> Source extract:
━━━━━━━━━━━━━━━━━━━━

[ox] Economist on Sharing
- From: Willy Smith <willy linuxgazette.com>
- Date: Fri, 4 Feb 2005 06:42:14 -0500
http://www.economist.com/finance/displayStory.cfm?story_id=3623762
The economics of sharing
Feb 3rd 2005
From The Economist print edition
Technology increases the ability of people to share, but will they share more
than just technology?
BY NOW, most people who use computers have heard of the “open source”
movement, even if they are not sure what it is. It is a way of making
software (and increasingly, other things as well), which relies on the
individual contributions of thousands of programmers. The resulting programs
are owned by no one and are free for all to use. The software is copyrighted
only to ensure it remains free to use and enhance. In essence, therefore,
open source involves two things: putting spare capacity (geeks' surplus time
and skill) into economic production; and sharing.
Economists have not always found it easy to explain why self-interested people
would freely share scarce, privately owned resources. Their understanding,
though, is much clearer than it was 20 or 30 years ago: co-operation,
especially when repeated, can breed reciprocity and trust, to the benefit of
all. In the context of open source, much has been written about why people
would share technical talent, giving away something that they also sell by
holding a job in the information-technology industry. The reason often seems
to be that writing open-source software increases the authors' prestige among
their peers or gains them experience that might help them in the job market,
not to mention that they also find it fun.
The characteristics of information—be it software, text or even biotech
research—make it an economically obvious thing to share. It is a “non-rival”
good: ie, your use of it does not interfere with my use. Better still, there
are network effects: ie, the more people who use it, the more useful it is to
any individual user. Best of all, the existence of the internet means that
the costs of sharing are remarkably low. The cost of distribution is
negligible, and co-ordination is easy because people can easily find others
with similar goals and can contribute when convenient.
The question is, can sharing be used to supply more than just information? One
of the most articulate proponents of the open-source approach, Yochai Benkler
of Yale Law School, argues in a recent paper* that sharing is emerging for
certain physical, rivalrous goods and will probably increase due to advances
in technology. Where open source was about sharing information by way of the
internet, what is happening now, Mr Benkler notes, is the sharing of the
tangible tools of technology themselves, like computing power and bandwidth.
This is because they are widely distributed among individuals, and sold in
such a way that there is inherent (and abundant) unused capacity.
Consider computing power. By some measures, the world's most powerful
supercomputer is not owned by NEC or IBM, but is a volunteer project called
SETI home that aggregates the spare processing power of around 4m computers.
When an individual's PC is idle, a screen-saver application that users have
downloaded kicks in and harnesses the computer's processor to decode radio
signals in search of extra-terrestrial life. A basic PC chip is a rivalrous
good, but it provides far more power than most computer owners ever use. So
putting this spare capacity to use through sharing makes more sense, if this
is as easy to do as it is with SETI home, than letting it go to waste. Why do
people not sell the capacity instead? Probably, this would raise the
transaction costs to the point where it would not be worthwhile.

━━━━━━━━━━━━━━━━━━━━

> Records for this task:
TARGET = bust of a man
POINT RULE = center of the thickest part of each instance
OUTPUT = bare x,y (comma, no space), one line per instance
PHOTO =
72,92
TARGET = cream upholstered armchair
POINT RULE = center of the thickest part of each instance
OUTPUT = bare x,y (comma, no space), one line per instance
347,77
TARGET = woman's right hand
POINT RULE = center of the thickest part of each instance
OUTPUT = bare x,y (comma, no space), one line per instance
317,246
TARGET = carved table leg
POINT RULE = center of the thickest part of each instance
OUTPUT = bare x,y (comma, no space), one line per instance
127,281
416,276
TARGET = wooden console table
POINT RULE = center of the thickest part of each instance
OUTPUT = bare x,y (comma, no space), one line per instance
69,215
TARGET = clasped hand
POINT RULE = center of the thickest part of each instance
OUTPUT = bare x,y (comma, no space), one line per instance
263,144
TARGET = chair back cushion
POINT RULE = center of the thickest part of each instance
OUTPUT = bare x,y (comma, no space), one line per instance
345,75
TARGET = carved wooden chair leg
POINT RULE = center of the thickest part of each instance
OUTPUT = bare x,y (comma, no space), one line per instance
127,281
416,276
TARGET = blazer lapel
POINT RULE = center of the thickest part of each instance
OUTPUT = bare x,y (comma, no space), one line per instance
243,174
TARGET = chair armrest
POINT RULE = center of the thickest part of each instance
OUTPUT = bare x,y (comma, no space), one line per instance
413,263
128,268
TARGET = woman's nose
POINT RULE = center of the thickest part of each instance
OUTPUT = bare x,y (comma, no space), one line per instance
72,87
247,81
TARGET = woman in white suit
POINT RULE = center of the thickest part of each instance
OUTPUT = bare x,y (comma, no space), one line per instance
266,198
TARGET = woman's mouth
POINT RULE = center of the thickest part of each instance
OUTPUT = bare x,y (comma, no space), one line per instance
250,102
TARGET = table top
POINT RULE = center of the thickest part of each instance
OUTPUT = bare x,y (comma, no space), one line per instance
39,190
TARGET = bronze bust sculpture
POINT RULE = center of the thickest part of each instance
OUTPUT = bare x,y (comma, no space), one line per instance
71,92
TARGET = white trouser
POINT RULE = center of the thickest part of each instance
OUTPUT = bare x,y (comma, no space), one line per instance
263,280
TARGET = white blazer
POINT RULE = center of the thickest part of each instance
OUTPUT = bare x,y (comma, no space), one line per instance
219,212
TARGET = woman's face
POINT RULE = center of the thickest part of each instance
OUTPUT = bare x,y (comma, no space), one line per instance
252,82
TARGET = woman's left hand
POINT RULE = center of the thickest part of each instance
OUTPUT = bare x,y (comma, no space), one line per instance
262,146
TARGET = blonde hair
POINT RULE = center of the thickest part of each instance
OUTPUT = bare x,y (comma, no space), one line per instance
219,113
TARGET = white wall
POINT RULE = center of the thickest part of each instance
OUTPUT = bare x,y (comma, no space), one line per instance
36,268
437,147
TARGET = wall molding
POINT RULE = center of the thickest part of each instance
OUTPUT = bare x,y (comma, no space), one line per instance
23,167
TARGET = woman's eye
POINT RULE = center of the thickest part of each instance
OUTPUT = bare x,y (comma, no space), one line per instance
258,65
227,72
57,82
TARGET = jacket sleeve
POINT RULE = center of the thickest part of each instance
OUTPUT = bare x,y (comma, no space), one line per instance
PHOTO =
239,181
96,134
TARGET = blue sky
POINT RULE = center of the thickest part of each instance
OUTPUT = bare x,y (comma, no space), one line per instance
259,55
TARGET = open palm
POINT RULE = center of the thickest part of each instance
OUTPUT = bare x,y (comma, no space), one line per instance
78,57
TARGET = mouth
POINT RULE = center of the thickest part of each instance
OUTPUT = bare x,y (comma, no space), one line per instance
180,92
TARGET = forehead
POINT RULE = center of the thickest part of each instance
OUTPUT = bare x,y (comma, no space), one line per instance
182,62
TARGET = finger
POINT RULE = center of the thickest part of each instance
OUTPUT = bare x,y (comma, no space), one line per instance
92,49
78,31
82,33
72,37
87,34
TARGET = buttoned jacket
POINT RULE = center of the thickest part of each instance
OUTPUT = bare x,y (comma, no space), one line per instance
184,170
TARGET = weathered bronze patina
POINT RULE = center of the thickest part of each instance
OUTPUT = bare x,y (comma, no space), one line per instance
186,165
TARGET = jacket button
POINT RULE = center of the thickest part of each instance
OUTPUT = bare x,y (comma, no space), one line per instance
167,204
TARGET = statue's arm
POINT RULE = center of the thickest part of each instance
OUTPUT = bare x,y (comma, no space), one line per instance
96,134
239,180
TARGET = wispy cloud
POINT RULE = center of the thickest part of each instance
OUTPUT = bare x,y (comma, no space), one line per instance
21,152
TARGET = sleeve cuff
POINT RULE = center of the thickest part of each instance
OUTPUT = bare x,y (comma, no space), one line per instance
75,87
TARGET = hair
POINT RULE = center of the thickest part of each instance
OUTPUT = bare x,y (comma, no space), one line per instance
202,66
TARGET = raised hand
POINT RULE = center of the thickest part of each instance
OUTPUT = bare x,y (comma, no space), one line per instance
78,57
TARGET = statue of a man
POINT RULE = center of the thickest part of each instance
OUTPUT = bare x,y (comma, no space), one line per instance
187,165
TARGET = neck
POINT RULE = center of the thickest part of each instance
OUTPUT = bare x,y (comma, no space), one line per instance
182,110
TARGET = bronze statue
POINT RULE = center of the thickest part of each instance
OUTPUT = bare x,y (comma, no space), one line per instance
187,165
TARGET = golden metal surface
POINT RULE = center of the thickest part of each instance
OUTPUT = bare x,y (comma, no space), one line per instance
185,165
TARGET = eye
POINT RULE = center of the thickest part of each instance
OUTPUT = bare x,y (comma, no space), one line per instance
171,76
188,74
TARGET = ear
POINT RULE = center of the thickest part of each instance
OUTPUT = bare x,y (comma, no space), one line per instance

━━━━━━━━━━━━━━━━━━━━

> Exercises:
(1) Pull out each line of the listing that contains the string "bust", matching case exactly.
(2) Continue the article on the economics of sharing, starting right after its last sentence.

> Results of the tasks:
(1)
TARGET = bust of a man
TARGET = bronze bust sculpture

(2)
Moreover, via “peer-to-peer” systems, people exchange digital copies of music
over the internet, sharing not only songs but, more important, the physical
memory of their PCs. Tens of millions of people have used peer-to-peer
systems, which account for more than half of all internet traffic. One reason
why sharing is so commonplace is that there is enormous overcapacity in both
computer memory and internet bandwidth (and because the songs themselves are
“non-rivalrous”). Both memory and bandwidth are rivalrous, yet people have no
choice but to buy more than they can usually consume themselves. And as with
open source, sharing is made easy because the internet has made transaction
costs so low.
Tune in and share
The phenomenon of sharing physical goods has important implications for a
number of public policy debates today, most notably for regulation of the use
of radio spectrum. Around the world, regulators have granted licences, giving
mobile-phone companies the rights to use a specific band of the airwaves,
often in exchange for billions of dollars. Spectrum is parcelled out in this
way under the assumption that more than one signal on the same frequency
results in interference. This has been true until recently, but today radios
with cheap microprocessors can pick out competing signals intelligently, just
as the human ear can make sense of a conversation in a noisy bar.
The result is that new technology has made the sharing of spectrum possible—
radio waves could be a non-rivalrous good—if only this were legally permitted
and engineered into the software that runs the wireless devices. Regulators
have changed their approaches slightly by allowing secondary markets in
spectrum, but this anachronistically still presumes exclusive, not shared,
use.
Mr Benkler does not limit his analysis to computing and bandwidth, but tries
to make a broader point in favour of sharing goods far beyond information
technology. “Social sharing”, he asserts, represents “a third mode of
organising economic production, alongside markets and the state.” However,
with the exception of carpooling, he acknowledges he is hard-pressed to find
instances where sustained sharing of valuable things is prevalent in the
world outside information technology. For most goods and services, sharing
will remain the exception not the rule. But Mr Benkler has identified an
intriguing alternative.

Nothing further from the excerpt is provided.